= Beginning of Section =

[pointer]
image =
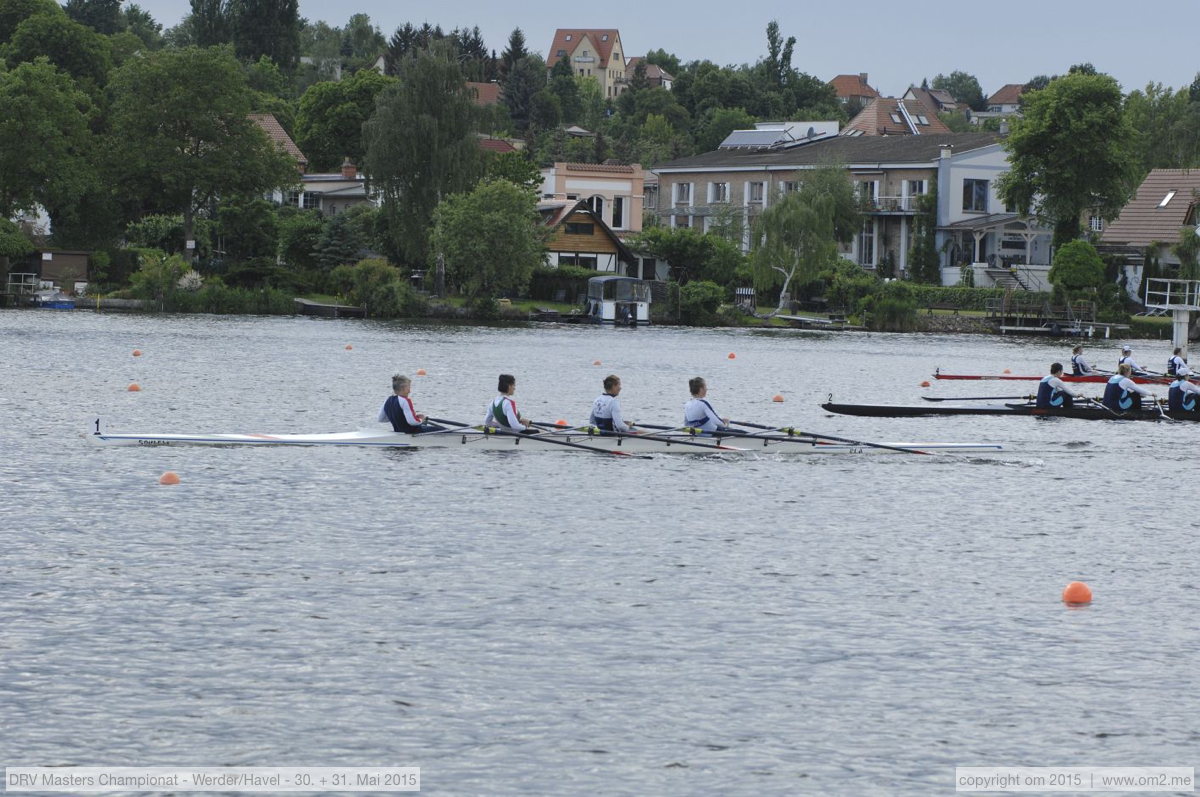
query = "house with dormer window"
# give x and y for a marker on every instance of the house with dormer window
(594, 53)
(891, 174)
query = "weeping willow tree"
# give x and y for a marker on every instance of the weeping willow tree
(421, 147)
(799, 233)
(1187, 249)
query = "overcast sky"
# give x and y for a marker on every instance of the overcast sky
(895, 42)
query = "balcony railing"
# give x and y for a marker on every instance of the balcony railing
(893, 204)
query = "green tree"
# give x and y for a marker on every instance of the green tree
(1187, 249)
(718, 124)
(514, 167)
(210, 23)
(269, 28)
(1167, 127)
(183, 133)
(964, 88)
(299, 237)
(664, 60)
(46, 143)
(687, 251)
(492, 238)
(137, 21)
(75, 48)
(340, 243)
(1077, 267)
(522, 82)
(361, 41)
(13, 12)
(13, 243)
(563, 85)
(513, 53)
(330, 118)
(102, 16)
(249, 228)
(436, 156)
(1072, 151)
(798, 234)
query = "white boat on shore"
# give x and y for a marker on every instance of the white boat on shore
(553, 441)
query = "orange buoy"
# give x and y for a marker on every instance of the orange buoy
(1078, 593)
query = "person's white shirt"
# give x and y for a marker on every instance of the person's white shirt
(699, 413)
(406, 406)
(605, 407)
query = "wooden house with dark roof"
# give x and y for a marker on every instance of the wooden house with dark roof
(1164, 204)
(595, 53)
(579, 237)
(275, 131)
(853, 88)
(892, 117)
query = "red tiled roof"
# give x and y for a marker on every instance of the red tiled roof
(599, 167)
(852, 85)
(1009, 95)
(653, 71)
(275, 131)
(1143, 221)
(485, 94)
(601, 37)
(876, 119)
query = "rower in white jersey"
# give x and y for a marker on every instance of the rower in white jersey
(502, 413)
(1177, 361)
(699, 412)
(606, 408)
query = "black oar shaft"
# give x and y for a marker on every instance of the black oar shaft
(546, 438)
(837, 439)
(973, 397)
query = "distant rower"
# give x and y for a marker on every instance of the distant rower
(1176, 361)
(1122, 393)
(1053, 391)
(399, 409)
(502, 413)
(1127, 359)
(699, 413)
(606, 409)
(1079, 366)
(1181, 396)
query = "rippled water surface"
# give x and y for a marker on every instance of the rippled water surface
(567, 623)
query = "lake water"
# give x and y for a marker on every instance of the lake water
(545, 623)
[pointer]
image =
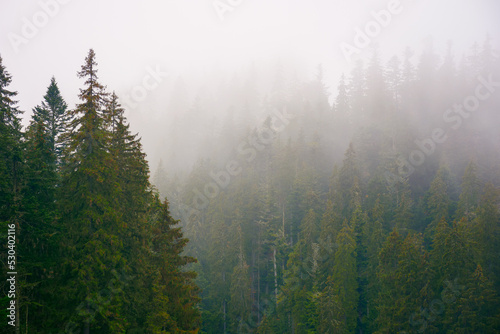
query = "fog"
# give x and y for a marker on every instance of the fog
(208, 47)
(310, 166)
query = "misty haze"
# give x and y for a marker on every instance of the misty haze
(267, 167)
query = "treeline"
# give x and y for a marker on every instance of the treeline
(96, 249)
(330, 221)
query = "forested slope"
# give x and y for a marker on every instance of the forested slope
(377, 212)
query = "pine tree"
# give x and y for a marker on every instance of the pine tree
(476, 309)
(175, 296)
(438, 202)
(469, 197)
(38, 247)
(53, 113)
(344, 277)
(10, 148)
(11, 158)
(90, 196)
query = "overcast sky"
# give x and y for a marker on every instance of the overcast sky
(191, 36)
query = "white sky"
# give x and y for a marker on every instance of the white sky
(188, 36)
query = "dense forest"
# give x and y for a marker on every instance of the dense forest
(96, 249)
(375, 211)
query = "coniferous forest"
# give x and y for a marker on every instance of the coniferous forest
(269, 200)
(376, 213)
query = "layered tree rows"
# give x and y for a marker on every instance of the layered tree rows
(97, 250)
(377, 213)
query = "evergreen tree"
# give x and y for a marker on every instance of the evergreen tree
(90, 195)
(53, 113)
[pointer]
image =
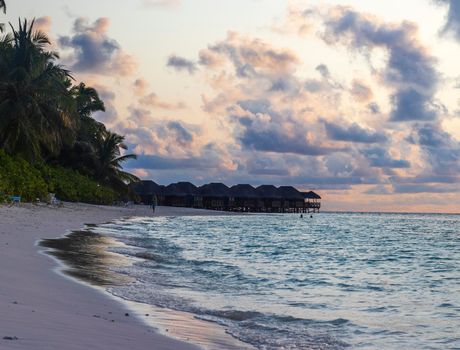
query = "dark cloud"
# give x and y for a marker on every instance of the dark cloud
(181, 64)
(353, 133)
(441, 150)
(438, 179)
(380, 158)
(156, 162)
(93, 51)
(410, 67)
(260, 166)
(183, 136)
(424, 188)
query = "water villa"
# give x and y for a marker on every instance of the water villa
(218, 196)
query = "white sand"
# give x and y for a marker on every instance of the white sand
(45, 310)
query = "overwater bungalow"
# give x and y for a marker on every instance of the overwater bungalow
(244, 197)
(216, 196)
(149, 192)
(181, 194)
(312, 201)
(269, 198)
(293, 200)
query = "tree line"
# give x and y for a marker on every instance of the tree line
(46, 118)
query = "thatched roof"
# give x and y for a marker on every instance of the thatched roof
(214, 189)
(268, 191)
(311, 195)
(289, 192)
(147, 188)
(244, 191)
(181, 189)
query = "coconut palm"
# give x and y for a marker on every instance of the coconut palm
(37, 110)
(82, 154)
(109, 159)
(2, 8)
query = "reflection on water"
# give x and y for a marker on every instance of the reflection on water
(86, 257)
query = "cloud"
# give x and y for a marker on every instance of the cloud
(440, 149)
(410, 67)
(380, 158)
(425, 189)
(108, 97)
(180, 64)
(353, 133)
(155, 162)
(360, 91)
(183, 136)
(140, 87)
(264, 129)
(92, 51)
(43, 24)
(162, 3)
(250, 57)
(453, 17)
(152, 100)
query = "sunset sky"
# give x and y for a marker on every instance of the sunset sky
(357, 100)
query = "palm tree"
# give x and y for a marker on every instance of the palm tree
(37, 110)
(109, 158)
(2, 8)
(81, 156)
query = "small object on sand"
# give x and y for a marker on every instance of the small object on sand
(10, 338)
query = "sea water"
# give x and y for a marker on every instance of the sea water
(331, 281)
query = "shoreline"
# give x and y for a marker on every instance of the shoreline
(42, 310)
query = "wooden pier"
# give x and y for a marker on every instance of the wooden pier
(238, 198)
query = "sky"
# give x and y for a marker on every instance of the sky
(356, 100)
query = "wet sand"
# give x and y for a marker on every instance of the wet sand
(40, 308)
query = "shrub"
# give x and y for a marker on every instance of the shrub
(18, 177)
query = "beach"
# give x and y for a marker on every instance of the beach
(43, 309)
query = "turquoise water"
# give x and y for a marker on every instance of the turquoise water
(370, 281)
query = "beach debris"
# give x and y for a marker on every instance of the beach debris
(10, 338)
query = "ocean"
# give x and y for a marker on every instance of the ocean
(331, 281)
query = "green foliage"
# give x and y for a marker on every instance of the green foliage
(18, 177)
(71, 186)
(48, 140)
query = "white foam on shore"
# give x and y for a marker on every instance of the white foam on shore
(44, 310)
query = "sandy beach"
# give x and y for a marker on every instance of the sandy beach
(42, 309)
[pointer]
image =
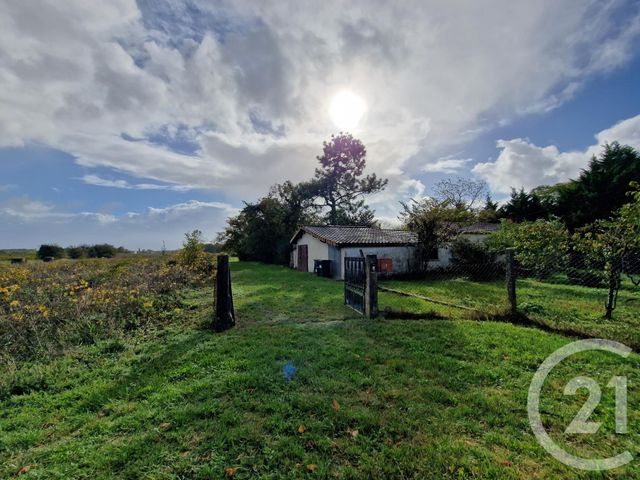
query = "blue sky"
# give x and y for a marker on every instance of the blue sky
(133, 123)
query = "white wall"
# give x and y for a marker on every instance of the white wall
(317, 250)
(402, 256)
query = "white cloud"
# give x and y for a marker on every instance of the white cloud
(446, 165)
(253, 95)
(123, 184)
(521, 164)
(25, 218)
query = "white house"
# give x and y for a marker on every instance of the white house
(395, 249)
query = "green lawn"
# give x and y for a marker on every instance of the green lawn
(563, 307)
(369, 399)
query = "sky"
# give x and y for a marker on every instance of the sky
(134, 122)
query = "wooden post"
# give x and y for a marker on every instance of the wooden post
(511, 280)
(371, 287)
(225, 316)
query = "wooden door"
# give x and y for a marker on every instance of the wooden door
(303, 258)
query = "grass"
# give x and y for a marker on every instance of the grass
(369, 399)
(563, 307)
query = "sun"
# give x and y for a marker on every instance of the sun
(346, 110)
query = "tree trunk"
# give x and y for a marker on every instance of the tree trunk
(614, 287)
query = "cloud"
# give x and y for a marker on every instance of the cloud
(446, 165)
(248, 83)
(103, 182)
(25, 218)
(521, 164)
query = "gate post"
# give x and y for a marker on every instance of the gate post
(225, 316)
(371, 287)
(511, 280)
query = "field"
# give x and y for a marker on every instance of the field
(302, 388)
(561, 307)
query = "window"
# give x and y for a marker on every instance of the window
(385, 265)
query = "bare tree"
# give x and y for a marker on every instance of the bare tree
(461, 192)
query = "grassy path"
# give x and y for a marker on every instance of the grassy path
(368, 399)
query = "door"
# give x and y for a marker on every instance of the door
(303, 258)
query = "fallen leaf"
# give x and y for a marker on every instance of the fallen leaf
(24, 470)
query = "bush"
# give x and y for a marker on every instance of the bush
(194, 257)
(542, 247)
(103, 250)
(474, 259)
(52, 251)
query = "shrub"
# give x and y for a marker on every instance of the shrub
(52, 251)
(194, 257)
(474, 259)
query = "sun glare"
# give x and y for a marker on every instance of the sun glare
(346, 110)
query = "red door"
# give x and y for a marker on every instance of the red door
(303, 258)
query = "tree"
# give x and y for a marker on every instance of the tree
(50, 251)
(339, 182)
(434, 222)
(542, 247)
(601, 189)
(460, 192)
(489, 212)
(262, 230)
(523, 207)
(609, 241)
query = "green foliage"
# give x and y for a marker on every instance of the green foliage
(607, 242)
(601, 189)
(340, 184)
(50, 251)
(541, 246)
(194, 257)
(474, 259)
(523, 207)
(435, 222)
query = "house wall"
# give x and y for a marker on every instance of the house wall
(318, 250)
(401, 256)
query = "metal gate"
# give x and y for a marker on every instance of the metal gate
(355, 280)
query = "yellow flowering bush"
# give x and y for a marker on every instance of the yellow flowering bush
(47, 306)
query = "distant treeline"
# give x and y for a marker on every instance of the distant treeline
(101, 250)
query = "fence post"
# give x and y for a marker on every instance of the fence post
(225, 316)
(511, 280)
(371, 287)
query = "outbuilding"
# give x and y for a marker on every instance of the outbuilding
(311, 244)
(327, 246)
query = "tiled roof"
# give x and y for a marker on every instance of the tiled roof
(342, 236)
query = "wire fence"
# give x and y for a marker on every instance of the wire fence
(563, 292)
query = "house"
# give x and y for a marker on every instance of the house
(395, 249)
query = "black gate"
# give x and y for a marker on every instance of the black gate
(355, 280)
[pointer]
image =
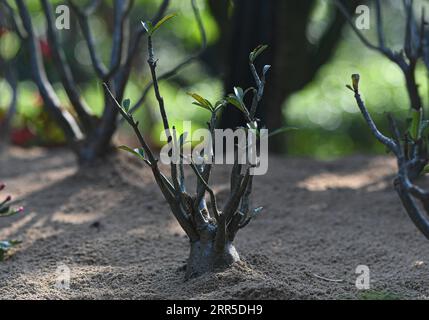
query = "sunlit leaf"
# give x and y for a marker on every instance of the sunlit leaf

= End of Section =

Brief: Check each line above for the string "sunlit", then copy the ones that have it.

Response to this task:
query = "sunlit leaf"
# give x and y for a marker on every instance of the sunlit leaf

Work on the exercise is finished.